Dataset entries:
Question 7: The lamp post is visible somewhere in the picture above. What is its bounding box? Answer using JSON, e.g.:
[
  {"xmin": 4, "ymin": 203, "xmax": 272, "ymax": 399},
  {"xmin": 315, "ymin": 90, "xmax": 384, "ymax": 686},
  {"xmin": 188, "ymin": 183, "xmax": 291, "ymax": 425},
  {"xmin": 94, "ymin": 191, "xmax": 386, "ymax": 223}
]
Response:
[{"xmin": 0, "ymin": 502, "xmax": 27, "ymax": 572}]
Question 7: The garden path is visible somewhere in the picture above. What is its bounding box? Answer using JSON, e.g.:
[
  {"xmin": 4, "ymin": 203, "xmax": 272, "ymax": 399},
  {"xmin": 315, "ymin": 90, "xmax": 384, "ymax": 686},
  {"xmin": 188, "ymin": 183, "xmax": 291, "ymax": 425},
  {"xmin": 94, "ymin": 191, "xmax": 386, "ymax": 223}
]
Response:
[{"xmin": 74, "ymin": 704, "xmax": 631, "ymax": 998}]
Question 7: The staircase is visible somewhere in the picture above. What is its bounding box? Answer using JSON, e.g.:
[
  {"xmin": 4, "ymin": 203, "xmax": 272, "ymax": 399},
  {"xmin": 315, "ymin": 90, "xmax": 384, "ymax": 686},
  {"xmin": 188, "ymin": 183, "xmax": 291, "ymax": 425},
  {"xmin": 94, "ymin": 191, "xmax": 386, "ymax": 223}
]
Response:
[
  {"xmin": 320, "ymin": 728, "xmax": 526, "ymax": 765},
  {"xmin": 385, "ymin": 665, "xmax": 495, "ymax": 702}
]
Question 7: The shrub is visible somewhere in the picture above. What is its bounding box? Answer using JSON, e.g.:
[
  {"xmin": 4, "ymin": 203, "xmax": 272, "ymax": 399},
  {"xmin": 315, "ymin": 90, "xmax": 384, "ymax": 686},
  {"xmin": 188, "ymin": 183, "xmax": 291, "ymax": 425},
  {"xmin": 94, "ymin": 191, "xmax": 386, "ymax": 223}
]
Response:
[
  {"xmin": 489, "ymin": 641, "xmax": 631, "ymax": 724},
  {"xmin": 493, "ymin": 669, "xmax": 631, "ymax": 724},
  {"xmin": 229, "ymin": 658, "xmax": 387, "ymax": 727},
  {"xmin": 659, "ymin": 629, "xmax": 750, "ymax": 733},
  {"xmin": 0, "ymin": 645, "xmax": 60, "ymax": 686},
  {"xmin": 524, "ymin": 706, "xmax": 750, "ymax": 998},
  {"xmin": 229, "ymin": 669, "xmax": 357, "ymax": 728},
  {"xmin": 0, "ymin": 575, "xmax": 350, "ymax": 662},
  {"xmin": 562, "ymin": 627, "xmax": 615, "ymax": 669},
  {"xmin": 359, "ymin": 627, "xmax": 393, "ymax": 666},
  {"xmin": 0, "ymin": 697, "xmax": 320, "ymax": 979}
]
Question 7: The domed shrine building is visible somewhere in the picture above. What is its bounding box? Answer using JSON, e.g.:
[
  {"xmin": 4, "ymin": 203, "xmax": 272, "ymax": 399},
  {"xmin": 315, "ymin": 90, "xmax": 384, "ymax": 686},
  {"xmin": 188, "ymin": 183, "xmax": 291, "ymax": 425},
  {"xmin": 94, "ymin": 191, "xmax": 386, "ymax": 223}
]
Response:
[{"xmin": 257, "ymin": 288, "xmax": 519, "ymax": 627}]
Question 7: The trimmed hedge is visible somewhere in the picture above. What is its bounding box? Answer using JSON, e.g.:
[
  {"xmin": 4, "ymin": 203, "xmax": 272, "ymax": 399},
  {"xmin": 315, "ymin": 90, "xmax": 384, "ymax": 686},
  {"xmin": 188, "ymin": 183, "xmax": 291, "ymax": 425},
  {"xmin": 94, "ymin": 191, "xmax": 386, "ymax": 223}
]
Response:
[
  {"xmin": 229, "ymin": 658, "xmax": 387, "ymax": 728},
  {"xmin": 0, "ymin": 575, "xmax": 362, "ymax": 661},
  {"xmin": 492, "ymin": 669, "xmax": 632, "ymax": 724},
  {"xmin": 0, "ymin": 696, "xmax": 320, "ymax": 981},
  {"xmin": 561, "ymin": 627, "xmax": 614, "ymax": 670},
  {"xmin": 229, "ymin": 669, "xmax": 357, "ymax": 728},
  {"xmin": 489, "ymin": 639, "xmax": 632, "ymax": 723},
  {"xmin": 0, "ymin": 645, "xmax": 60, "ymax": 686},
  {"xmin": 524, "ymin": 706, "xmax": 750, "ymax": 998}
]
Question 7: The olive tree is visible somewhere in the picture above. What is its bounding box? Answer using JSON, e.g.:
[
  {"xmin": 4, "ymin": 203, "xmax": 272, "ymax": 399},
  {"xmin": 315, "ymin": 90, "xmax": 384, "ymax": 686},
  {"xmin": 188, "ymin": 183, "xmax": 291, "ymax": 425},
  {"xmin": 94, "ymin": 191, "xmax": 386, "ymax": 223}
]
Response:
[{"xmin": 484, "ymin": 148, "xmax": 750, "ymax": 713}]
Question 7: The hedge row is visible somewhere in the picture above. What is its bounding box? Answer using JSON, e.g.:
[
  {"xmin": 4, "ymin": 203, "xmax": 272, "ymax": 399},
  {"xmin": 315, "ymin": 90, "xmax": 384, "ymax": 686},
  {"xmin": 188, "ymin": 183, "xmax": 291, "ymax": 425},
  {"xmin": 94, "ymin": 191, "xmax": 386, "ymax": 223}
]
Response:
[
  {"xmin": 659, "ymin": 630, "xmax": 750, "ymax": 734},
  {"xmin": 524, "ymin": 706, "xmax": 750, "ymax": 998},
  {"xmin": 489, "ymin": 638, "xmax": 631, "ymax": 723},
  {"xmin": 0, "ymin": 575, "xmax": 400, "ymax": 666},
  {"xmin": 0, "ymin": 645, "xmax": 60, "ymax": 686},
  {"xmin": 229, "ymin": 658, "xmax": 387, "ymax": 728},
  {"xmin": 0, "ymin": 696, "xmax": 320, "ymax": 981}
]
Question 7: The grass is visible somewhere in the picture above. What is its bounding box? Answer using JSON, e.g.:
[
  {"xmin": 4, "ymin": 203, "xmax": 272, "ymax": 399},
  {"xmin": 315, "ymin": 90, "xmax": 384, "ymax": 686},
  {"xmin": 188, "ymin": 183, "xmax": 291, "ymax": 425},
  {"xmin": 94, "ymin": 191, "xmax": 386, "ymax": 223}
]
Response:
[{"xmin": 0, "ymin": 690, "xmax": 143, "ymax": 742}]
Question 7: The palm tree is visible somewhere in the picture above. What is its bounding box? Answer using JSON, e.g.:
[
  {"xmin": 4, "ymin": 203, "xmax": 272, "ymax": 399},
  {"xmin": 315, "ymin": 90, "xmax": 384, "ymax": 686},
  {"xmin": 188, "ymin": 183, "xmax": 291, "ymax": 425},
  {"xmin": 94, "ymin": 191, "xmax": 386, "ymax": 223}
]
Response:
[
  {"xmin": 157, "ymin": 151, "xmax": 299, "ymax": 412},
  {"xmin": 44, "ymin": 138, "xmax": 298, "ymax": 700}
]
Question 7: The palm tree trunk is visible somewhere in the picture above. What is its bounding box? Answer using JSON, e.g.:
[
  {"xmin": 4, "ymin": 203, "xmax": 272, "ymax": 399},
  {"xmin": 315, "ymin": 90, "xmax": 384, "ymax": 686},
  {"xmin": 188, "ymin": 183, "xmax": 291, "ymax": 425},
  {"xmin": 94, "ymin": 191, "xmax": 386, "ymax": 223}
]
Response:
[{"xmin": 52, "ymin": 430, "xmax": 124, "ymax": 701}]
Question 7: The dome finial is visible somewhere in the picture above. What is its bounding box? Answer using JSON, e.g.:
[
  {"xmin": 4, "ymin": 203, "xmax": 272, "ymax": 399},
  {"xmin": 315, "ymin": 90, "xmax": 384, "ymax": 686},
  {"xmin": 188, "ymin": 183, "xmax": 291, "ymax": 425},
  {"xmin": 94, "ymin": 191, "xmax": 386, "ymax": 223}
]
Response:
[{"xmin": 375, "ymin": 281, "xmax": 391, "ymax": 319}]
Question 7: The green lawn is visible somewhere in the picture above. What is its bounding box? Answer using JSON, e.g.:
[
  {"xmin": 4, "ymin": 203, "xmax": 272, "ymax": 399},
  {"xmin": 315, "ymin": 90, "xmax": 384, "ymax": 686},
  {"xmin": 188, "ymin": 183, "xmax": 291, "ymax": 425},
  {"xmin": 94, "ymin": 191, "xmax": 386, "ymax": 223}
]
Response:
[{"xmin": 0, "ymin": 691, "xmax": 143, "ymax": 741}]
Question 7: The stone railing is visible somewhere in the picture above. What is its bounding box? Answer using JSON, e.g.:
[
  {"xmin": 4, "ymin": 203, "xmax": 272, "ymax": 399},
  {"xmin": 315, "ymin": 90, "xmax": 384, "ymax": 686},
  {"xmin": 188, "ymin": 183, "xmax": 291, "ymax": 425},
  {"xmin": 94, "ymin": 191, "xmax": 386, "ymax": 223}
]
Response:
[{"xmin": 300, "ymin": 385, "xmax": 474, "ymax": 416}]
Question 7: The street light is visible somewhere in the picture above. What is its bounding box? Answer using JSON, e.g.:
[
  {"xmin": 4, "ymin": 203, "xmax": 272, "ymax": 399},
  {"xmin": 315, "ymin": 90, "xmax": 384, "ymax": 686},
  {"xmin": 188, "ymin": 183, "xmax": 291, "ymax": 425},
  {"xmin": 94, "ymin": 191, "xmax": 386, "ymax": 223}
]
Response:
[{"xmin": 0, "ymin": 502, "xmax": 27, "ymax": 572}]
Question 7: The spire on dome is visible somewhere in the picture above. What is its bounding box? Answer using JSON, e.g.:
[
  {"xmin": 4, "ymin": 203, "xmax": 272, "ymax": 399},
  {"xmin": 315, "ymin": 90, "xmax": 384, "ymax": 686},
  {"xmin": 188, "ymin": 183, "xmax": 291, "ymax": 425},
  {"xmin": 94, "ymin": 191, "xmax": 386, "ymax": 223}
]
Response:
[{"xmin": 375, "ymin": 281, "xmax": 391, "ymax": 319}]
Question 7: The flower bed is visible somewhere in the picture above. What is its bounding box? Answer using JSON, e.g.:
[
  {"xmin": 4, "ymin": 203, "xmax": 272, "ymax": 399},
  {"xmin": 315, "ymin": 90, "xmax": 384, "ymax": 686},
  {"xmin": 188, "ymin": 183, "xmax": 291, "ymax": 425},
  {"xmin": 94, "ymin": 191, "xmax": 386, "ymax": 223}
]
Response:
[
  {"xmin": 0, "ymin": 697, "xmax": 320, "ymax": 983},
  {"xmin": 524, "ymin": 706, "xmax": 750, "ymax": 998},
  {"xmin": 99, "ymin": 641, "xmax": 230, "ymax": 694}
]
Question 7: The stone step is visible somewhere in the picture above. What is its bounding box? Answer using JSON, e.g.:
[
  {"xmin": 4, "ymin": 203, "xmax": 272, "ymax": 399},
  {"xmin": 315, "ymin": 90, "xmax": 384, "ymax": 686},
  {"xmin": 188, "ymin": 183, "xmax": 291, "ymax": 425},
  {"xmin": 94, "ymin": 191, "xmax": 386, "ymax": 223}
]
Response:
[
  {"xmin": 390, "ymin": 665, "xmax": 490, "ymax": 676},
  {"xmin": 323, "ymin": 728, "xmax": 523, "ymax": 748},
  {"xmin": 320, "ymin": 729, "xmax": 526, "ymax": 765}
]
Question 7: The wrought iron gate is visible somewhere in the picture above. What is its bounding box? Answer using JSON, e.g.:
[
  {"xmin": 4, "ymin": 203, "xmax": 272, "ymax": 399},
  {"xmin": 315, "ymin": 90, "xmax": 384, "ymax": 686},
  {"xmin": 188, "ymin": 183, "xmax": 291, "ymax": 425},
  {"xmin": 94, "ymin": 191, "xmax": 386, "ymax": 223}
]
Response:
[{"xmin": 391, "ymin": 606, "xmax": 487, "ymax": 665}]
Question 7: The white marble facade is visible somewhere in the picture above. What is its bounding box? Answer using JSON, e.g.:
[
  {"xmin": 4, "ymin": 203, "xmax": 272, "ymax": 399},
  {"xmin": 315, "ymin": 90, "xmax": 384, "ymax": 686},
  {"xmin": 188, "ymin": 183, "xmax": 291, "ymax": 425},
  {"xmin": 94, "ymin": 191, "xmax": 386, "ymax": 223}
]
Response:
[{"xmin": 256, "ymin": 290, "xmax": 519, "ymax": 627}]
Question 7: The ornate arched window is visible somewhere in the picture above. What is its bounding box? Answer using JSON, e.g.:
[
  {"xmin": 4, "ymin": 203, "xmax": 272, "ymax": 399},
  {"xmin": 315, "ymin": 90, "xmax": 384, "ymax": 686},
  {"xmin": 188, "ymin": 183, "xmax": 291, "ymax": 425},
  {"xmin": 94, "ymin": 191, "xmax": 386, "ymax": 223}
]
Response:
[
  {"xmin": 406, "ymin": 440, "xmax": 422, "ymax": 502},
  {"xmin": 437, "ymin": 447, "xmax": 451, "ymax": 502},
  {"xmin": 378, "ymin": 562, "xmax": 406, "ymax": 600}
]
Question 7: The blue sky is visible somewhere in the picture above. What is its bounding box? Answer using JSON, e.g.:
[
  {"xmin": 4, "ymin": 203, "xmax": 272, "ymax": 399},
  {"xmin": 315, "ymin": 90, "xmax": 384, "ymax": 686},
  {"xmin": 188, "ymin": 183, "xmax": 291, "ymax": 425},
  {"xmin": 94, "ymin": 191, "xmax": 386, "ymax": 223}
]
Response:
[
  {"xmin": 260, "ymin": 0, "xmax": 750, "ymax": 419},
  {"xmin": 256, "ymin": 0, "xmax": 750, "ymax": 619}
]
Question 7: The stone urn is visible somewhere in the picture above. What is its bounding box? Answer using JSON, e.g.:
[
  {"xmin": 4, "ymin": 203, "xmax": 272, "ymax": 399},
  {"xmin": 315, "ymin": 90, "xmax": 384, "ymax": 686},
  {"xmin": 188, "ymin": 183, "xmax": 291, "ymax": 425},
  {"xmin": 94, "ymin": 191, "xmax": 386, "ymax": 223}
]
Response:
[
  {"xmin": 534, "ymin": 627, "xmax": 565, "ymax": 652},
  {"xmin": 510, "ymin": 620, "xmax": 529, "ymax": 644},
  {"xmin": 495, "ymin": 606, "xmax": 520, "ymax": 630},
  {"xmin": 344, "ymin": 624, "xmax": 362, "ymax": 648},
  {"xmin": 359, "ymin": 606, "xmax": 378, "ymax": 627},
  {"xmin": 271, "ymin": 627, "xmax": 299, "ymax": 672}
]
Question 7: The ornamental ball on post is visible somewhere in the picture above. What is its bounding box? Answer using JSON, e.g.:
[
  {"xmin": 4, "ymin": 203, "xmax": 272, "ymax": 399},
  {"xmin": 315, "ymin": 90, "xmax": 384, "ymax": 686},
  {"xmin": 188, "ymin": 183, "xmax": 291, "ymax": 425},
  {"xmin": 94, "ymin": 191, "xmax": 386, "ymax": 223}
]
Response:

What needs to be done: Return every line from the dataset entries above that contains the word "stone".

Solution to the exercise:
Question 7: The stone railing is visible somewhere in the picture above. What is its bounding box? Answer using JSON, e.g.:
Question 7: The stone step is visible somewhere in the picture above. What is its bounding box? Answer using JSON, e.g.:
Question 7: The stone urn is visible somewhere in the picture above. What is its bounding box? Answer using JSON, e.g.:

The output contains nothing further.